**TASK STATEMENT**.
Could you give back the listing starting at the line containing "# test: pointer drops one pin on the man's open" and ending at the end of the listing, changing "pin" to "marker" with everything else unchanged? Return only those lines.

**LISTED ENTRIES**.
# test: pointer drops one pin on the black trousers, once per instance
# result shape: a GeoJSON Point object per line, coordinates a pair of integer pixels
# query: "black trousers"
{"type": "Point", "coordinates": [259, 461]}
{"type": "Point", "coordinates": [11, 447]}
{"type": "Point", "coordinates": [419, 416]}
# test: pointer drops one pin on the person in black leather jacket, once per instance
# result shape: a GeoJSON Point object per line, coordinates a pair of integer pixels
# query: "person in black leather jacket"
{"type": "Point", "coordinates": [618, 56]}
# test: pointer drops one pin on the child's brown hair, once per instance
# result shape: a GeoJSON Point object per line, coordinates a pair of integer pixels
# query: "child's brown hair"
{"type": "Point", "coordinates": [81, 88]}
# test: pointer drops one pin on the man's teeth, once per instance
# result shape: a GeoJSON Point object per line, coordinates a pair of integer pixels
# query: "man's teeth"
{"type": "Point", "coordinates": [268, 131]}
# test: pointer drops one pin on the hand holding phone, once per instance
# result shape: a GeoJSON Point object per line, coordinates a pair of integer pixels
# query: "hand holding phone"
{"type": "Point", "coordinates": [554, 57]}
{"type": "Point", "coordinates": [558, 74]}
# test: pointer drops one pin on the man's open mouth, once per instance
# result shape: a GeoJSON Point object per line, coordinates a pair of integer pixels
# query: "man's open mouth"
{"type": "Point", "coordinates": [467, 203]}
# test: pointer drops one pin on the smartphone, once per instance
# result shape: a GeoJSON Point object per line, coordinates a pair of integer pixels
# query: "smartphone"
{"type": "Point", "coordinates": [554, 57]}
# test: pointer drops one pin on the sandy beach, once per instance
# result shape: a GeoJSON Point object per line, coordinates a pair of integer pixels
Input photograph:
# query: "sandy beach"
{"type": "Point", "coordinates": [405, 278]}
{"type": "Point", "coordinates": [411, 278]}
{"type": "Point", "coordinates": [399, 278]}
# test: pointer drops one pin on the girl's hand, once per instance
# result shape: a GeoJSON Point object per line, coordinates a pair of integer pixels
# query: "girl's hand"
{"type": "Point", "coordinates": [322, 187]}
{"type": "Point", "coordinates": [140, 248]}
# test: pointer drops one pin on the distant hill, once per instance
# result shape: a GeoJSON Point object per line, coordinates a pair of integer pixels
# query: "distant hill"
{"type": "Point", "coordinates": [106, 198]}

**EXERCISE RESPONSE**.
# test: pointer drops one marker on the man's open mouth, once per instance
# result shape: a GeoJSON Point object per line, coordinates a pair of integer pixels
# query: "man's open mouth"
{"type": "Point", "coordinates": [467, 203]}
# test: pointer drops one marker on the smartphone, once per instance
# result shape: a GeoJSON Point object per line, coordinates a pair of integer pixels
# query: "smartphone"
{"type": "Point", "coordinates": [554, 57]}
# test: pointer drops one marker on the sandy beach, once per instance
# result shape: a GeoJSON Point object per line, coordinates a pair of integer pixels
Input photograph:
# query: "sandy beach"
{"type": "Point", "coordinates": [405, 278]}
{"type": "Point", "coordinates": [411, 278]}
{"type": "Point", "coordinates": [399, 278]}
# test: pointer drops one marker on the girl's hand, once per instance
# result shape: a GeoJSON Point object per line, coordinates a pair of integer pixels
# query: "girl's hand"
{"type": "Point", "coordinates": [322, 187]}
{"type": "Point", "coordinates": [140, 248]}
# test: pointer drops one marker on the distant hill, once per instance
# result shape: a GeoJSON Point object per line, coordinates a pair of integer pixels
# query: "distant hill"
{"type": "Point", "coordinates": [106, 198]}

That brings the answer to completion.